- Exercise objective: Update the records below by replacing "black tire" with "rubber tire" wherever it occurs, and keep every other line unchanged. Leave the pictures out of your answer.

- Stored records:

--------------------

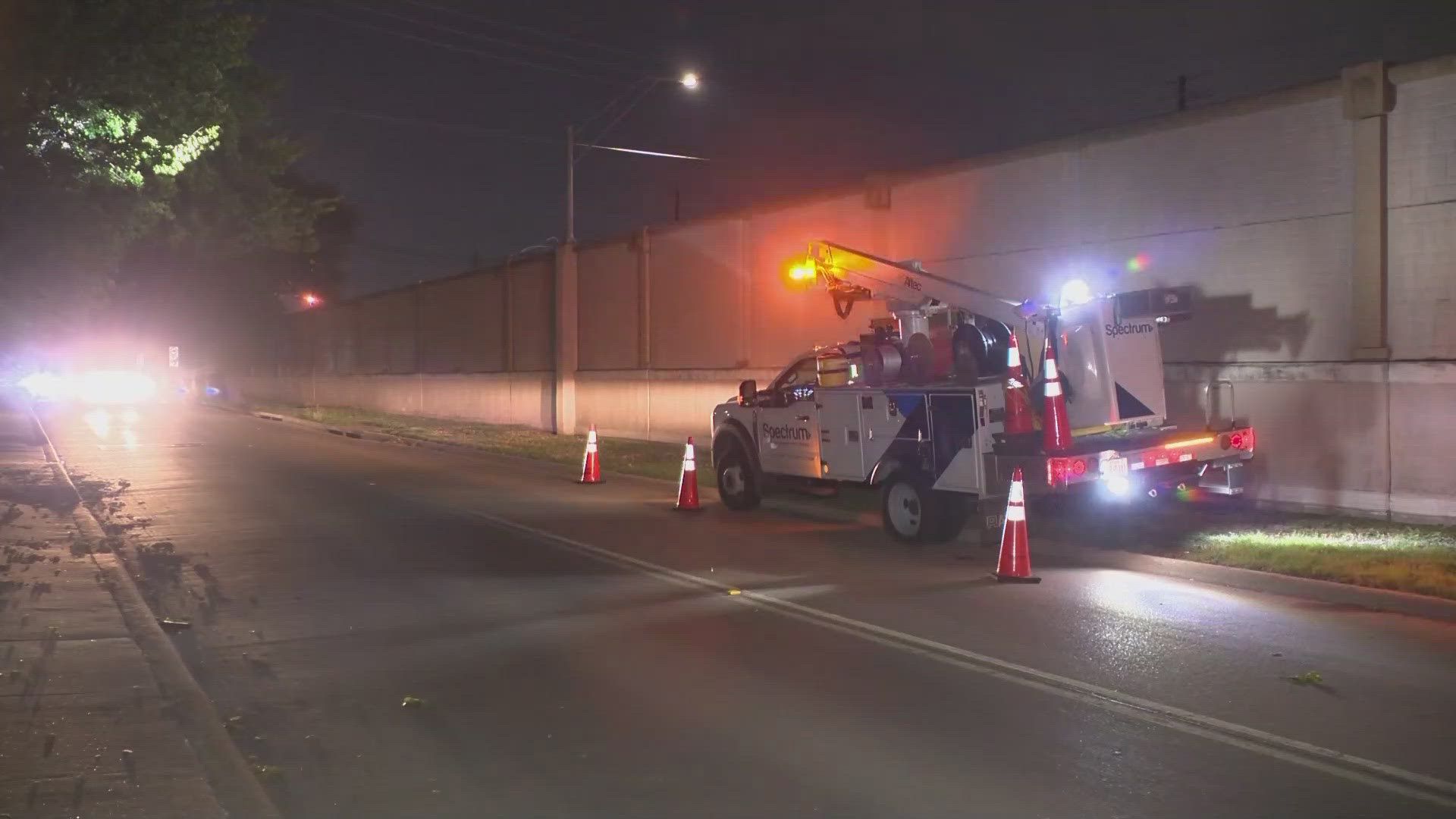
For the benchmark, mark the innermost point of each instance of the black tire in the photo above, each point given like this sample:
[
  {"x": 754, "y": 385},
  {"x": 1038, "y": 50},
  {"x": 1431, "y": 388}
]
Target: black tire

--------------------

- Response for this exercise:
For the benchmark, mark the innermost point of each instance of the rubber tire in the photo above, each point given like this sample:
[
  {"x": 754, "y": 385},
  {"x": 1038, "y": 50},
  {"x": 1431, "y": 388}
]
Target: rubber tire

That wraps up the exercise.